▶ [Given text]:
** Begin **

To speed up the process she wants to talk about the downfall of the marriage and his part in it (to get him to reckon it was not her fault).

No mixed messages.

Just a theory.


----------



## SamuraiJack

poppyseed said:


> Soooo..Sam..Can I ask if your ex is living with OM since three years ago, please, presumably? Hope you don't mind me asking this? 3 years post-D, are you still having this type of conversation? (sorry hope this does not come across as a form of criticism x)


She was with another guy for about a year after she divorced me. Then he rabbited and moved to TX. I havent heard of anyone since. But then again , its not like I listen for it. I try to steer away from any conversation about her.

The "get over it" was a reply to when I told her that I didnt trust her after the way she handled the exit from the marriage and I wasnt interested in being friendly with her. 

I dont mind criticism. I know that there will be varying opinions from different people and some may be "more direct" than others.


----------



## bandit.45

Stop talking to her about extraneous things. Just talk about the kids and schedules. That's it.
_Posted via Mobile Device_


----------



## Jellybeans

SamuraiJack said:


> She was with another guy for about a year after she divorced me. Then he rabbited and moved to TX.


Rabbited? Does that mean he took of?

I've never heard that expression before.



SamuraiJack said:


> The "get over it" was a reply to when I told her that I didnt trust her after the way she handled the exit from the marriage and I wasnt interested in being friendly with her.


Which means you are still engaging her and bringing it into the conversation.

This will continue as long as you keep doing this.


----------



## SamuraiJack

EasyPartner said:


> :iagree: of course. So why would she do it?
> 
> Several theories already have been posted earlier on this thread.
> 
> Another one (and I may be way off here, but anyway).
> 
> Jack says his ex is giving mixed messages by talking of their former marriage, saying "to get over it" and to be "buddies" (whatever that means).
> 
> Maybe these messages aren't mixed at all.

** End **

▶ [Excerpted data]:

** Begin **

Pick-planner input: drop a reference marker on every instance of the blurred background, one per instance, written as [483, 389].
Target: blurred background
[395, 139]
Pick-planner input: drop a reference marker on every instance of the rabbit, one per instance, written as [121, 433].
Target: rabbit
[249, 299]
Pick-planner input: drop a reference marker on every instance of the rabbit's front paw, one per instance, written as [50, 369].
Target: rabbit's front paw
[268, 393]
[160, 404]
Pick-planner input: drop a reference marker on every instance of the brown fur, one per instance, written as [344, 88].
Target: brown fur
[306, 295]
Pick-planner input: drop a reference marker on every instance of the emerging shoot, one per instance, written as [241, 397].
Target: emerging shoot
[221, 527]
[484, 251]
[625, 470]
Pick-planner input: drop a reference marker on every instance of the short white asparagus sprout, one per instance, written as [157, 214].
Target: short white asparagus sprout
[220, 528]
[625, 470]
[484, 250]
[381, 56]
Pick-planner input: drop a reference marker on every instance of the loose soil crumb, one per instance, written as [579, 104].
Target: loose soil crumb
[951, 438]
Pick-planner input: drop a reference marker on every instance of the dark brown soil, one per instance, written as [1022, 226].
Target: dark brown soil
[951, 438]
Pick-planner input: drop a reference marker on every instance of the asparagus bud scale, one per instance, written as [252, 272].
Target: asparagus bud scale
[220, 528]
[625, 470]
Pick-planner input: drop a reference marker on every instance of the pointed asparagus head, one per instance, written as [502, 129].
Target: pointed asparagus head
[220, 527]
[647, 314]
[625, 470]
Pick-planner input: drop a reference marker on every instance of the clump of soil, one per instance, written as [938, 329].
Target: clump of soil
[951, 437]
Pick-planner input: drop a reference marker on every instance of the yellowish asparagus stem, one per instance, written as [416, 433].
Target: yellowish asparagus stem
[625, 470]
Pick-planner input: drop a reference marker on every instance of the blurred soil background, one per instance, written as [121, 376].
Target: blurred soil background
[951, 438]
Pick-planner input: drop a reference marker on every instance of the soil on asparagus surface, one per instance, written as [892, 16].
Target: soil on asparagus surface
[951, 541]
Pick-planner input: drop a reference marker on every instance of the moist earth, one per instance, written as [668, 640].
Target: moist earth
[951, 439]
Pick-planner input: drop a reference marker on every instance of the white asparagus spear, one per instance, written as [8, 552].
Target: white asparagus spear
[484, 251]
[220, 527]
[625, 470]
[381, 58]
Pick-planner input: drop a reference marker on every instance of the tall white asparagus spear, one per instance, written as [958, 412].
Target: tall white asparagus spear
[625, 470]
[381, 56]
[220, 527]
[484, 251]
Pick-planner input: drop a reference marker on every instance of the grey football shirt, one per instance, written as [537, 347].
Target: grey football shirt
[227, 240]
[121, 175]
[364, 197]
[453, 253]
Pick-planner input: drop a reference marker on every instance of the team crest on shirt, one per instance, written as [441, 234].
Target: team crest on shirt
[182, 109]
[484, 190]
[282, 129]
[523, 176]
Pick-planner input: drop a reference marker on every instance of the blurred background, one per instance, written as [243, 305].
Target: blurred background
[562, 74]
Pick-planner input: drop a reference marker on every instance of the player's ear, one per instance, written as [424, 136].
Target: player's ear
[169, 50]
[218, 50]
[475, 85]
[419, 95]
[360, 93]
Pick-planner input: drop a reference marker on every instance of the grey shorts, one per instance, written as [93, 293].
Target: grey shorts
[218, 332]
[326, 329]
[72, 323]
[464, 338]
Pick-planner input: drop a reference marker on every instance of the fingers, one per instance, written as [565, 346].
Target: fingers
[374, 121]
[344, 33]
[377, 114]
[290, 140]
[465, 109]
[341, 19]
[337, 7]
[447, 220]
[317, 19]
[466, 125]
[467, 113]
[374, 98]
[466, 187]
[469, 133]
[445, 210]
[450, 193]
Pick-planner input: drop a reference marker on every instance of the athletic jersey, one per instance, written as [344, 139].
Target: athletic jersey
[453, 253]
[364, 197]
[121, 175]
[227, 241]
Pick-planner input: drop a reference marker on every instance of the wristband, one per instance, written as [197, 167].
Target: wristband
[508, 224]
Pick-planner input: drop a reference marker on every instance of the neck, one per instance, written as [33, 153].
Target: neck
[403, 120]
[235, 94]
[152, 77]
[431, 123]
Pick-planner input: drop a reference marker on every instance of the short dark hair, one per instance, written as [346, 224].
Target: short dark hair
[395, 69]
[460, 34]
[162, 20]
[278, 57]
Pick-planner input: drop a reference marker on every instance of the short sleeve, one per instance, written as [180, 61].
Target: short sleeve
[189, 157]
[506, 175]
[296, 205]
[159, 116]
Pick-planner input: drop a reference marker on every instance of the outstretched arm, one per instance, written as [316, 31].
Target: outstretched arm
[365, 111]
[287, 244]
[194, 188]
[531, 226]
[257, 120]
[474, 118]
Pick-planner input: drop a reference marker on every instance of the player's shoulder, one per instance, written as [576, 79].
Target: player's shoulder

** End **

▶ [Challenges]:
a: From the forum thread, output word for word the part that opens with the words containing "Rabbited? Does that" and closes with "into the conversation.".
b: According to the forum thread, which two topics does bandit.45 say should be the only things discussed with the ex?
The rows have no connection to the forum thread.

▶ [In response]:
a:
Rabbited? Does that mean he took of?

I've never heard that expression before.



SamuraiJack said:


> The "get over it" was a reply to when I told her that I didnt trust her after the way she handled the exit from the marriage and I wasnt interested in being friendly with her.


Which means you are still engaging her and bringing it into the conversation.

b: The kids and schedules.